EXCERPT PROVIDED –
● ● ●
Skip to content

Models

Supported Models

Lamini On-Demand

Lamini On-Demand supports a variety of the most popular open source LLMs, including Llama 3.1, Mistral 3, Phi-3, Qwen 2, and many more.

Models available on Lamini On-Demand for inference and tuning:

  • EleutherAI/pythia-410m
  • EleutherAI/pythia-70m
  • hf-internal-testing/tiny-random-gpt2
  • meta-llama/Llama-2-13b-chat-hf
  • meta-llama/Llama-2-7b-chat-hf
  • meta-llama/Llama-2-7b-hf
  • meta-llama/Meta-Llama-3-8B-Instruct
  • meta-llama/Meta-Llama-3.1-8B-Instruct
  • microsoft/phi-2
  • microsoft/Phi-3-mini-4k-instruct
  • mistralai/Mistral-7B-Instruct-v0.1
  • mistralai/Mistral-7B-Instruct-v0.2
  • mistralai/Mistral-7B-Instruct-v0.3
  • Qwen/Qwen2-7B-Instruct

Lamini Reserved and Self-Managed

Lamini Reserved and Self-Managed support all CausalLM models from Hugging Face (excluding those requiring Flash Attention 2 or 3). Roughly 95% of all models on HF are supported. If you're interested in using models that aren't available in Lamini On-Demand, please contact us.

Model size and performance

With Memory Tuning you can achieve very high factual accuracy with 8B models, without giving up fluent generalization. Using smaller models lowers operating costs and improves latency.

Some factors to consider when thinking about model size:

  • The more active parameters a model has, the more GPU memory is required to use the model.
  • If a model is larger than a single GPU's memory, it needs to run across multiple GPUs. This means exchanging more data across the network, and both inference and tuning will take longer.
● ● ●
TO DO –
1 - According to the Lamini models page, which models do Lamini Reserved and Self-Managed support?
2 - Continue the Lamini models page from the point where it ends.

DATA PROVIDED –
● ● ●
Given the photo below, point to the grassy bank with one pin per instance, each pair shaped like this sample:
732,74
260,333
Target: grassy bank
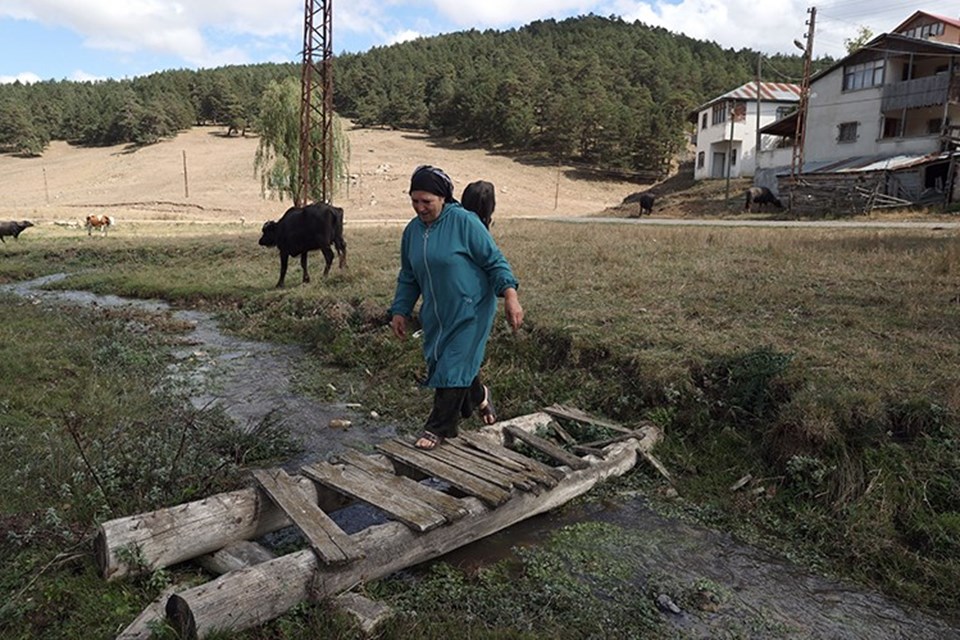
● ● ●
RESPONSES –
1 - All CausalLM models from Hugging Face, except those that require Flash Attention 2 or 3.

2 -
  • Tuning requires significantly more GPU memory than inference.

Model loading

Lamini On-Demand only allows use of the models listed above.

If you're using Lamini Reserved or Self-Managed, you can configure your cluster to use any supported Hugging Face model.

The batch_model_list in llama_config.yaml lets you specify which models to preload onto your allocated inference GPUs. Inference requests for all other models will be handled by your allocated catchall GPUs, and those models will be loaded from Hugging Face when requested.

Because models are large (usually tens of GBs), downloading them from Hugging Face and then loading them into GPU memory takes time. Please allow 20-30 minutes for non-preloaded models to load. Requests for models that have not yet loaded will return an error.

We recommend focusing development on one model or a small set of models, and preloading them. We've seen the highest accuracy and performance gains come from improving data quality and tuning recipes, rather than testing many models hoping to find one that works significantly better out of the box.